**Source records:**

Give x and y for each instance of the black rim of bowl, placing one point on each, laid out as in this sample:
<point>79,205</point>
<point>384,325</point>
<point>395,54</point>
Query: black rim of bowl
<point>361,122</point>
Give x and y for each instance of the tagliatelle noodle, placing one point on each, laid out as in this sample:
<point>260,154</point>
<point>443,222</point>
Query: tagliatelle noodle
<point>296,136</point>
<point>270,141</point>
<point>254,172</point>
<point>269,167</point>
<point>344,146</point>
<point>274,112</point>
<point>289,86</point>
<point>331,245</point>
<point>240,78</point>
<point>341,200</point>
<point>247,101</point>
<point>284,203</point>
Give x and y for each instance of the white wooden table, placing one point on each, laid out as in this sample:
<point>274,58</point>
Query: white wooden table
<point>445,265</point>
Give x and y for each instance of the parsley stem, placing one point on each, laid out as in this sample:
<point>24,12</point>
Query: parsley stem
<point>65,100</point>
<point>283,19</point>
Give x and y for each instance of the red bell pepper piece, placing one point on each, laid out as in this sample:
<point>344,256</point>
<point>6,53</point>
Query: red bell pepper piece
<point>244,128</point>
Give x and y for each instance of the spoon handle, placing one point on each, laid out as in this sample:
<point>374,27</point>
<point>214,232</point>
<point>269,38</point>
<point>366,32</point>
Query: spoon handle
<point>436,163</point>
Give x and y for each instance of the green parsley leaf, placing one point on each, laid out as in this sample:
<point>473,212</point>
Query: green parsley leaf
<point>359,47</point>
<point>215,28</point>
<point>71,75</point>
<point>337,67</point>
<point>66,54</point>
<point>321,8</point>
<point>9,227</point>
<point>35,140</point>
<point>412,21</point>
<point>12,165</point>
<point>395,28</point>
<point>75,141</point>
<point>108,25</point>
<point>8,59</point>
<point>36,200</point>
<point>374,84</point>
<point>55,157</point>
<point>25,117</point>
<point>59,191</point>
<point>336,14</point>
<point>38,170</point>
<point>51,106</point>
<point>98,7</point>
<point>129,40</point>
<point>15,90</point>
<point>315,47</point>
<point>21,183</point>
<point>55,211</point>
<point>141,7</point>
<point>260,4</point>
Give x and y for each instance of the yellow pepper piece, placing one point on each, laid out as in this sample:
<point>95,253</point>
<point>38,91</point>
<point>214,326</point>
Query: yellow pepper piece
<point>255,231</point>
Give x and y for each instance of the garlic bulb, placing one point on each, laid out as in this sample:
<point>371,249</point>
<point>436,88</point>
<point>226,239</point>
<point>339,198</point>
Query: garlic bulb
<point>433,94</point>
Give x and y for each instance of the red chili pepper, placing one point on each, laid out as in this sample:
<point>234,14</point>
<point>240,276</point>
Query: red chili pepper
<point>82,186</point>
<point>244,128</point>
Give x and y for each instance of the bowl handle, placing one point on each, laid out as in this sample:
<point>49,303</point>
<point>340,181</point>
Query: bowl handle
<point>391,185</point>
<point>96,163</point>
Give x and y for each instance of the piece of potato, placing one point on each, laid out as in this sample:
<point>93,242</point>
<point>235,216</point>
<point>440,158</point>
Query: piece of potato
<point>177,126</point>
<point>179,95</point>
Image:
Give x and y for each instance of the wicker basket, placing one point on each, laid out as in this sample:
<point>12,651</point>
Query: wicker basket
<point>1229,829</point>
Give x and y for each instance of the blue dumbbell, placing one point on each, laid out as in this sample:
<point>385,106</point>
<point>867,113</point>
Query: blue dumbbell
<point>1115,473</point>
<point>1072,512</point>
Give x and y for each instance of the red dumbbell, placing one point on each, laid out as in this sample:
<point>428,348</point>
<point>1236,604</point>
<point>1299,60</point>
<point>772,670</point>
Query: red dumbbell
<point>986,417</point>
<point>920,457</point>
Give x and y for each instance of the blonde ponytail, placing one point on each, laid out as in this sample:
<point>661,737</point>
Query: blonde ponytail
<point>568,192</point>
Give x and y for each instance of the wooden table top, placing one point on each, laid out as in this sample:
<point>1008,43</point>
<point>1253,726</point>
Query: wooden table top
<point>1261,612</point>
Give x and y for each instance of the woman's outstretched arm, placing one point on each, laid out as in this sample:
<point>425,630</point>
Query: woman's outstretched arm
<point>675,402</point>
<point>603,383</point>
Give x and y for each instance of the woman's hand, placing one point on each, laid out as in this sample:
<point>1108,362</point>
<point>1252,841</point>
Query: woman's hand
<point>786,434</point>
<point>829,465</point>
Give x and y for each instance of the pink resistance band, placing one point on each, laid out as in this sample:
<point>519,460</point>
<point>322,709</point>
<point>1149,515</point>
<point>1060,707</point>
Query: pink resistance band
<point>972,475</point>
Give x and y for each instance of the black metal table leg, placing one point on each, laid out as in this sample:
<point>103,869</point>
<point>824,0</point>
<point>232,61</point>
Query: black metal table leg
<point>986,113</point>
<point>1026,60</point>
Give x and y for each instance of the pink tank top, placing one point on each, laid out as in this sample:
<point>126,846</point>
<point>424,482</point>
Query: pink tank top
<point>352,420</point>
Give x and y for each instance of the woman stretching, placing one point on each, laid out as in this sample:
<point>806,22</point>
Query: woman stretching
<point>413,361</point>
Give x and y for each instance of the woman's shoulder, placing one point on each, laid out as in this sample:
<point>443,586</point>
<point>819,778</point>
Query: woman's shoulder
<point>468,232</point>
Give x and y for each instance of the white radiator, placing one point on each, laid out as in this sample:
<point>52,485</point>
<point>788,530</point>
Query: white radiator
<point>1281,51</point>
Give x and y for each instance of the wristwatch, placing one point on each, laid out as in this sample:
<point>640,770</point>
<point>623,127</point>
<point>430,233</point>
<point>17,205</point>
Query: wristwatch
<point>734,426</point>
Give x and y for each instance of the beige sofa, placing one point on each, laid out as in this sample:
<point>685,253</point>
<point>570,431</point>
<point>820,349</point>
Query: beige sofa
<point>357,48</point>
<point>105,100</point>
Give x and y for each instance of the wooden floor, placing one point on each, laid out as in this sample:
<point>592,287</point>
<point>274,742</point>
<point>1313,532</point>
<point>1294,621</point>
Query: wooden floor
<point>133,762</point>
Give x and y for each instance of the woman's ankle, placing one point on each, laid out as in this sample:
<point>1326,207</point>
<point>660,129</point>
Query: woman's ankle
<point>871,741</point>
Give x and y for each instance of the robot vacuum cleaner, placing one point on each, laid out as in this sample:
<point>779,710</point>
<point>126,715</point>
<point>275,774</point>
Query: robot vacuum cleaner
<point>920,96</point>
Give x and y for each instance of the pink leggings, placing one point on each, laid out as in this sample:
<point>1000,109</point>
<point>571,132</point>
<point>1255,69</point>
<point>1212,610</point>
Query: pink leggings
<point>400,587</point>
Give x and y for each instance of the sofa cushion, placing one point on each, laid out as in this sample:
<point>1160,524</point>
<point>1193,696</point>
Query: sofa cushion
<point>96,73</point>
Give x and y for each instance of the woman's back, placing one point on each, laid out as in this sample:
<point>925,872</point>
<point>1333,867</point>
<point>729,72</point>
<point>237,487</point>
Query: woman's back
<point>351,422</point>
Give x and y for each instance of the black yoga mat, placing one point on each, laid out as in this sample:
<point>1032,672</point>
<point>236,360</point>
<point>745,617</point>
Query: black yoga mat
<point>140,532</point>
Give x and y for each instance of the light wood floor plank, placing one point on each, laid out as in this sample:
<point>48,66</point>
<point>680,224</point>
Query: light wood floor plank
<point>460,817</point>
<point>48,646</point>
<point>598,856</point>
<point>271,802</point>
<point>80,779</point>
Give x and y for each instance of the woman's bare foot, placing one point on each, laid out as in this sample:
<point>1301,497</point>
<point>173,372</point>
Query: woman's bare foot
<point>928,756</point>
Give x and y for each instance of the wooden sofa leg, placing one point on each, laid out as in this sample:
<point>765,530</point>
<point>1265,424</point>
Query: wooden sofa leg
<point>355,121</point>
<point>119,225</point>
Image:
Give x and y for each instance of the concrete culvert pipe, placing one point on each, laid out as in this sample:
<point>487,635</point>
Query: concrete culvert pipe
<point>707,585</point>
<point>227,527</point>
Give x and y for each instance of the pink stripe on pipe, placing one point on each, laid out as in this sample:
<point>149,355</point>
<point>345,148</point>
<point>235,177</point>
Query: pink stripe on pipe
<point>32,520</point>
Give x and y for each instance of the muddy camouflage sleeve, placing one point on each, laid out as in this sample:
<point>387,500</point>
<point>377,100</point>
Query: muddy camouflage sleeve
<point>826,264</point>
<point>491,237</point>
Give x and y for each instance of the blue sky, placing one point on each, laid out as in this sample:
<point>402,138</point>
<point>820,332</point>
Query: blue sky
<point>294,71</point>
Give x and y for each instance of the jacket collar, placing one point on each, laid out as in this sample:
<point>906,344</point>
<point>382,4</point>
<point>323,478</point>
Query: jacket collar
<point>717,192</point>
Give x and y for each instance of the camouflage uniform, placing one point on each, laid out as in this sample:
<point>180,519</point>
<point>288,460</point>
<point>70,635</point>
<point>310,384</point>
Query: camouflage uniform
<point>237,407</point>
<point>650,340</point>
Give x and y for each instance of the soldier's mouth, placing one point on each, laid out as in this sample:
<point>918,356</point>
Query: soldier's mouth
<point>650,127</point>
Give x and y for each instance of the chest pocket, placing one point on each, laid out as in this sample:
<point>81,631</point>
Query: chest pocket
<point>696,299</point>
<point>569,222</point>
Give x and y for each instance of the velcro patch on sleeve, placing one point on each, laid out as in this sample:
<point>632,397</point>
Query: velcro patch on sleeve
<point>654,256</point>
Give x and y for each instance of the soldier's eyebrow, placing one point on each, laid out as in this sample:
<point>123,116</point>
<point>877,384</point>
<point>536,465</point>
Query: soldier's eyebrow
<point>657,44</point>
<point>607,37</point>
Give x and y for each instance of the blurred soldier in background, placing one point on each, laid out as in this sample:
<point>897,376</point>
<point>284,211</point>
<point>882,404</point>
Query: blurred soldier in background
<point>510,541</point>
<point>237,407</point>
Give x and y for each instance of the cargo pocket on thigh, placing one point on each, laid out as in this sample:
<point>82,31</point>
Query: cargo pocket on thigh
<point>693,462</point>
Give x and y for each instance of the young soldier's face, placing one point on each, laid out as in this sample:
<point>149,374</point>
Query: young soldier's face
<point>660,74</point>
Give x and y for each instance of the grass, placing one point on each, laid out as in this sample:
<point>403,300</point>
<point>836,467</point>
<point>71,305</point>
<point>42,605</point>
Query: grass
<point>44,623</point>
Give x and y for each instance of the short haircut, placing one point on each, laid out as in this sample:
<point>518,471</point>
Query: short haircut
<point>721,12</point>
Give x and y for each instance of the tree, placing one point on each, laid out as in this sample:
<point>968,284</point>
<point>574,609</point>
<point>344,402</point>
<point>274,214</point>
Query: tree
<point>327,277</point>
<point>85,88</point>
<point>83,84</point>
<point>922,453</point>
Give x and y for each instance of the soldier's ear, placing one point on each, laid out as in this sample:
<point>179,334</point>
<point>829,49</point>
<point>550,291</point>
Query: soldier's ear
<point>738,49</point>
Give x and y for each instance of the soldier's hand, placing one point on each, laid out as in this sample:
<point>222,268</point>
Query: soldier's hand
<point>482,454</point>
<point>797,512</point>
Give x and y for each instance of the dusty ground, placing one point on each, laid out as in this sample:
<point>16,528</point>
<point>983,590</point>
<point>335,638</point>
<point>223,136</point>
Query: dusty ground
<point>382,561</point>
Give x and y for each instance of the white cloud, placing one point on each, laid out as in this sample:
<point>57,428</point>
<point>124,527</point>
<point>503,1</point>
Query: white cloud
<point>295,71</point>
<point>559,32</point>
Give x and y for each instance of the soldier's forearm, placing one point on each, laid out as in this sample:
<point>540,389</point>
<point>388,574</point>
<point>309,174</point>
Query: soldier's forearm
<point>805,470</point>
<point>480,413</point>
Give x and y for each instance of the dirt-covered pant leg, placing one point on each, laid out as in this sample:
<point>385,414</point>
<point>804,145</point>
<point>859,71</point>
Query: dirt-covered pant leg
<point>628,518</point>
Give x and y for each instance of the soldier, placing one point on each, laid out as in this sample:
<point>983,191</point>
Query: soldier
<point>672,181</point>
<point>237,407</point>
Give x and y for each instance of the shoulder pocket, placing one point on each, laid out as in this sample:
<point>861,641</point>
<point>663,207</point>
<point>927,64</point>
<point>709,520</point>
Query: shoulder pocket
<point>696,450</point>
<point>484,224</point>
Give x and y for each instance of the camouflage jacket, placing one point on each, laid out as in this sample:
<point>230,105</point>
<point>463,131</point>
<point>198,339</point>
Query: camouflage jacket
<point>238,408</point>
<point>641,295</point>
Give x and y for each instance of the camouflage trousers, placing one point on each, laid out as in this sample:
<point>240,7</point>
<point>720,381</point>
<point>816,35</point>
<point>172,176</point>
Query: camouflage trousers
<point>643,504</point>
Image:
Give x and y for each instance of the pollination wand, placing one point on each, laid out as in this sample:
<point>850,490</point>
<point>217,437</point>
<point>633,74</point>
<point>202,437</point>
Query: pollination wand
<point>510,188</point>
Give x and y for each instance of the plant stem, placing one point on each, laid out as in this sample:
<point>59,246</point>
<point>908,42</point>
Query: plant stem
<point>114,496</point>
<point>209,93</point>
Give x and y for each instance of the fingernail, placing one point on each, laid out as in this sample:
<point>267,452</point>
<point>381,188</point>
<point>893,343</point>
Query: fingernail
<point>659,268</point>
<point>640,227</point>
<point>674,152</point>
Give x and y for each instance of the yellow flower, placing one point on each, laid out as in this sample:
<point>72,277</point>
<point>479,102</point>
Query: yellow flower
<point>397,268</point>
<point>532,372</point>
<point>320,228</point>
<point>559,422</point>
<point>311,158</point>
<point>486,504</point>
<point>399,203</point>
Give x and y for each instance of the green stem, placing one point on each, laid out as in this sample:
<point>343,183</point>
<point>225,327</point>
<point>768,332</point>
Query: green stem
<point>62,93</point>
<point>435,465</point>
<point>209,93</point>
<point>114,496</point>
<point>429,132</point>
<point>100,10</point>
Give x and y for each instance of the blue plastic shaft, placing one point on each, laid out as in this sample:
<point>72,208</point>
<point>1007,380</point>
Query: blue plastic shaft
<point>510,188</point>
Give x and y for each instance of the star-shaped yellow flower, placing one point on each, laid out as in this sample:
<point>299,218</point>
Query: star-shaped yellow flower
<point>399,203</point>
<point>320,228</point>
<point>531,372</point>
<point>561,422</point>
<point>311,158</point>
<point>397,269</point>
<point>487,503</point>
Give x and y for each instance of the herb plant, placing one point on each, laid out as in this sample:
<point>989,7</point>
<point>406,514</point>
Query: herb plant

**What to produce:** Scale the stretch from the line containing "Give x and y for each instance of the robot" through the line containing "<point>920,96</point>" by writing out every line again, request included, with the x and y coordinates in the answer points multiplied by 1.55 and rounded to whole numbers, halves up. Leave the requests and their sample points unchanged.

**Response to the exercise:**
Give x and y for each instance of the robot vacuum cleaner, placing one point on each, laid out as in this sample:
<point>779,710</point>
<point>126,715</point>
<point>275,774</point>
Query: robot vacuum cleaner
<point>1426,149</point>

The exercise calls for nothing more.